> Task data:
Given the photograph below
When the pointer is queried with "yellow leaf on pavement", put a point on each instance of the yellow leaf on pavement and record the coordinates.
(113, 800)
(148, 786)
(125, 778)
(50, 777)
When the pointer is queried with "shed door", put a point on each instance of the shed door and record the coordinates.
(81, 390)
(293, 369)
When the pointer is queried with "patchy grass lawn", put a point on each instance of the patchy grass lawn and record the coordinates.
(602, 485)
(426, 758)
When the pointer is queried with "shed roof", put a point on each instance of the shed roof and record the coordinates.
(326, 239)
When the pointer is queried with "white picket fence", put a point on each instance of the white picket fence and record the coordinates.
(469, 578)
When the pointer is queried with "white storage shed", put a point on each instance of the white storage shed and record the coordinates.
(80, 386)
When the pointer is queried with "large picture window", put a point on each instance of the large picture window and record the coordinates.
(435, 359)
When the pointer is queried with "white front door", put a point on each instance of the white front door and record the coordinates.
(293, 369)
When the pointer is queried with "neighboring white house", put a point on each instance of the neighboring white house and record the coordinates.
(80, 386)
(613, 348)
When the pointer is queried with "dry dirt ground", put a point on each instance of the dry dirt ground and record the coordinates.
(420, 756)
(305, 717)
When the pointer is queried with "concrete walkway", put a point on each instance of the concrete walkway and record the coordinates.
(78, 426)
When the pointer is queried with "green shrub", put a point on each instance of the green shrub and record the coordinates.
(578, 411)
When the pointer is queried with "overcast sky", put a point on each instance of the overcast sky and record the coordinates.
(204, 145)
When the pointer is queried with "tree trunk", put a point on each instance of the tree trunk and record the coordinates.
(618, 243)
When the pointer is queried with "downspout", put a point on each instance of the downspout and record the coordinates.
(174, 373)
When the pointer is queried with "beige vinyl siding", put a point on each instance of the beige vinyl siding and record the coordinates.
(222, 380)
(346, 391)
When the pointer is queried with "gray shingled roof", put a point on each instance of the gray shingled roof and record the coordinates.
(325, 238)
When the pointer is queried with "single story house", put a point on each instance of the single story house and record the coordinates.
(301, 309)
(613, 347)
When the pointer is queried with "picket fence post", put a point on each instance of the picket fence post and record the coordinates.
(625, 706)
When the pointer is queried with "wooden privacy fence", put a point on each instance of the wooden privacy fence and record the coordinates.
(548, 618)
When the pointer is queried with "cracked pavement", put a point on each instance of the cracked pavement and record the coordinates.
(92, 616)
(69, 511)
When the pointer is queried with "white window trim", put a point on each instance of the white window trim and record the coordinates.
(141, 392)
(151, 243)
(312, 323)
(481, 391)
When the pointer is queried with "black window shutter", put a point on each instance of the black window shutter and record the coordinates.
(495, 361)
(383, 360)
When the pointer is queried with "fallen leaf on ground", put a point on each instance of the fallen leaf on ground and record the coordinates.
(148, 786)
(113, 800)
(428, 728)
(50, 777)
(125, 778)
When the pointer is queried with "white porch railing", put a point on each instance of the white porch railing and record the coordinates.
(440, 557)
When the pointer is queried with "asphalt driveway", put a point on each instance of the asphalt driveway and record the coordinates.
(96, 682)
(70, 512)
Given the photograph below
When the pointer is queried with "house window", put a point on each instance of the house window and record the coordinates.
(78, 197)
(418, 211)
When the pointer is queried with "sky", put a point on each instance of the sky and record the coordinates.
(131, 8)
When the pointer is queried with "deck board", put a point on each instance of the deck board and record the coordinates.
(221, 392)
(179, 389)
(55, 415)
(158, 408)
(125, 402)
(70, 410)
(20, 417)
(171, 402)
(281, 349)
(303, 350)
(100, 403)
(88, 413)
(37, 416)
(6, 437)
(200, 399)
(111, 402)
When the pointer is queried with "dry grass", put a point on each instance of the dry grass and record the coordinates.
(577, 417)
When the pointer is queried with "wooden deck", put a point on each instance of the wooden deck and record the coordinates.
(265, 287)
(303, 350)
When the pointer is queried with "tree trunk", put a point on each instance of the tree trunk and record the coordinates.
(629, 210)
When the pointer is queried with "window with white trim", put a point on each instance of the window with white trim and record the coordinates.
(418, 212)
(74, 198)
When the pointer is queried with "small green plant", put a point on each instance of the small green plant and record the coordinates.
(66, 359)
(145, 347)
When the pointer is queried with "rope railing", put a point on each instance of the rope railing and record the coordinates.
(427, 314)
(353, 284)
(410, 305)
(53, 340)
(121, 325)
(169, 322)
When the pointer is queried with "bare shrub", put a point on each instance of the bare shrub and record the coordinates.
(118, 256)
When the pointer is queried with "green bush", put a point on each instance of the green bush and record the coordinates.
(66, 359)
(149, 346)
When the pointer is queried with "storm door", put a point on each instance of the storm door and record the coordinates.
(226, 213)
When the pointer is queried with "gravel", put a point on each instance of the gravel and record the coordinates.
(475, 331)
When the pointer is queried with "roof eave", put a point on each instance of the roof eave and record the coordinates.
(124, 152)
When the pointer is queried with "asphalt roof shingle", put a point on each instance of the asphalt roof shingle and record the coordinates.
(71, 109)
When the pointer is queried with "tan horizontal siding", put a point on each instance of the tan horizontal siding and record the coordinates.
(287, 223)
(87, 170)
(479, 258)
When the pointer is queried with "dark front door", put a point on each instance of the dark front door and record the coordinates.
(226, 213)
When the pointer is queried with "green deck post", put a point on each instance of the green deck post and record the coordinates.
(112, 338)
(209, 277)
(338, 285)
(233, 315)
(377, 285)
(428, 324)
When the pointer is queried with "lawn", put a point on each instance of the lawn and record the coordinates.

> Problem to solve: Write out all the entries exactly.

> Exercise response:
Given the photograph below
When the pointer is queried with "yellow leaf on pavement", put a point on each instance of the yellow leaf on pavement and record the coordinates.
(113, 800)
(148, 786)
(125, 778)
(50, 777)
When the pointer is queried with "shed door", put a point on each instance of the shed door and record the coordinates.
(81, 390)
(293, 369)
When the pointer is queried with "patchy grass lawn", put a point on each instance of the patchy grass lawn and record the coordinates.
(602, 485)
(426, 758)
When the pointer is queried with "shed roof", put a point on each instance of the shed roof and record the coordinates.
(326, 239)
When the pointer is queried with "white picket fence", put a point on each instance of the white picket fence and record the coordinates.
(469, 578)
When the pointer is queried with "white storage shed", put a point on each instance of the white storage shed and record the coordinates.
(80, 386)
When the pointer is queried with "large picture window", put a point on each instance of the large picture window and record the coordinates.
(435, 359)
When the pointer is queried with "white front door", put a point on each instance of the white front door and record the coordinates.
(293, 369)
When the pointer is queried with "neighboring white house", put a point on each instance of the neighboring white house and record the coordinates.
(80, 386)
(613, 348)
When the pointer is queried with "dry dirt ground", put a point on each instance of the dry dirt ground and record the coordinates.
(420, 756)
(305, 717)
When the pointer is queried with "concrete walkway", put a point on each instance of the concrete walkway and record the coordinates.
(78, 426)
When the pointer is queried with "green shrub", put a point on each instance of the green shrub and record the coordinates.
(578, 411)
When the pointer is queried with "overcast sky", put a point on each instance of the overcast sky and record the coordinates.
(204, 145)
When the pointer is queried with "tree trunk", put a point on each instance of the tree trunk and record the coordinates.
(618, 243)
When the pointer is queried with "downspout", put a point on each instance of the downspout and record the coordinates.
(174, 373)
When the pointer is queried with "beige vinyl siding", put a point on each instance of the beige vinyl siding and record the coordinates.
(222, 380)
(346, 391)
When the pointer is queried with "gray shingled roof", put a point on each instance of the gray shingled roof and record the coordinates.
(325, 238)
When the pointer is queried with "single story house", put a point on each instance of the single story house and record the coordinates.
(301, 309)
(613, 347)
When the pointer is queried with "picket fence post", put a point on each instance of the picket fence post and record the coordinates.
(625, 706)
When the pointer is queried with "wooden privacy fence", put a point on each instance of the wooden privacy fence and record the coordinates.
(548, 618)
When the pointer is queried with "cracked pavement", put a point on each instance of the cracked pavement and record the coordinates.
(92, 616)
(69, 511)
When the pointer is queried with "white window trim", put a point on each instance of the white window trim and record the coordinates.
(141, 392)
(151, 243)
(312, 323)
(481, 391)
When the pointer is queried with "black window shutter", put a point on each instance of the black window shutter and record the coordinates.
(495, 361)
(383, 360)
When the pointer is queried with "fallen leaf on ground", put a point on each instance of the fallen leaf on ground and record the coordinates.
(148, 786)
(113, 800)
(428, 728)
(50, 777)
(125, 778)
When the pointer is queried with "white porch railing", put a point on each instance of the white porch railing and record the coordinates.
(440, 557)
When the pointer is queried with "asphalt driveway", put a point on each instance of the asphalt driveway and record the coordinates.
(96, 682)
(70, 512)
Given the photograph below
When the pointer is queried with "house window", put a point on each instance of the house window and record the coordinates.
(78, 197)
(418, 211)
When the pointer is queried with "sky", put a point on each instance of the sky and record the coordinates.
(131, 8)
When the pointer is queried with "deck board", put a point on each instance of the deck board and record the coordinates.
(221, 392)
(179, 389)
(55, 415)
(158, 408)
(125, 402)
(70, 410)
(20, 417)
(171, 402)
(281, 349)
(303, 350)
(100, 403)
(88, 413)
(37, 416)
(6, 437)
(200, 399)
(111, 402)
When the pointer is queried with "dry grass", put a point on each instance of the dry grass and record the coordinates.
(577, 417)
When the pointer is queried with "wooden deck", put a point on each instance of the wooden deck and record the coordinates.
(265, 287)
(303, 350)
When the pointer is queried with "tree trunk", put a point on each instance of the tree trunk and record the coordinates.
(629, 210)
When the pointer is queried with "window with white trim", put a point on each instance of the window with white trim and record the coordinates.
(418, 212)
(74, 198)
When the pointer is queried with "small green plant", put a point on each instance of the small green plant and record the coordinates.
(66, 359)
(145, 347)
When the pointer is queried with "rope railing", put a point on each instance of the rope railing and record the coordinates.
(427, 314)
(353, 284)
(410, 305)
(53, 340)
(121, 325)
(169, 322)
When the pointer is queried with "bare shrub", put a point on each instance of the bare shrub and record the coordinates.
(118, 256)
When the pointer is queried with "green bush", put a point on each instance of the green bush and record the coordinates.
(66, 359)
(149, 346)
When the pointer is queried with "storm door", put a point on each instance of the storm door and record the coordinates.
(226, 213)
When the pointer is queried with "gravel", put a point on each instance of the gravel and record the coordinates.
(475, 331)
When the pointer is queried with "roof eave", put a point on each instance of the roof eave and record the coordinates.
(124, 152)
When the pointer is queried with "asphalt roof shingle", put a point on each instance of the asphalt roof shingle and record the coordinates.
(71, 109)
When the pointer is queried with "tan horizontal siding", put a point on each instance of the tan horizontal siding and record the coordinates.
(287, 223)
(87, 170)
(479, 258)
When the pointer is queried with "dark front door", put a point on each instance of the dark front door and record the coordinates.
(226, 213)
When the pointer is queried with "green deck post", put a point on each instance of the green deck post and record the coordinates.
(112, 338)
(209, 277)
(338, 285)
(233, 315)
(377, 285)
(428, 324)
When the pointer is queried with "lawn", put a point on each instance of the lawn and record the coordinates.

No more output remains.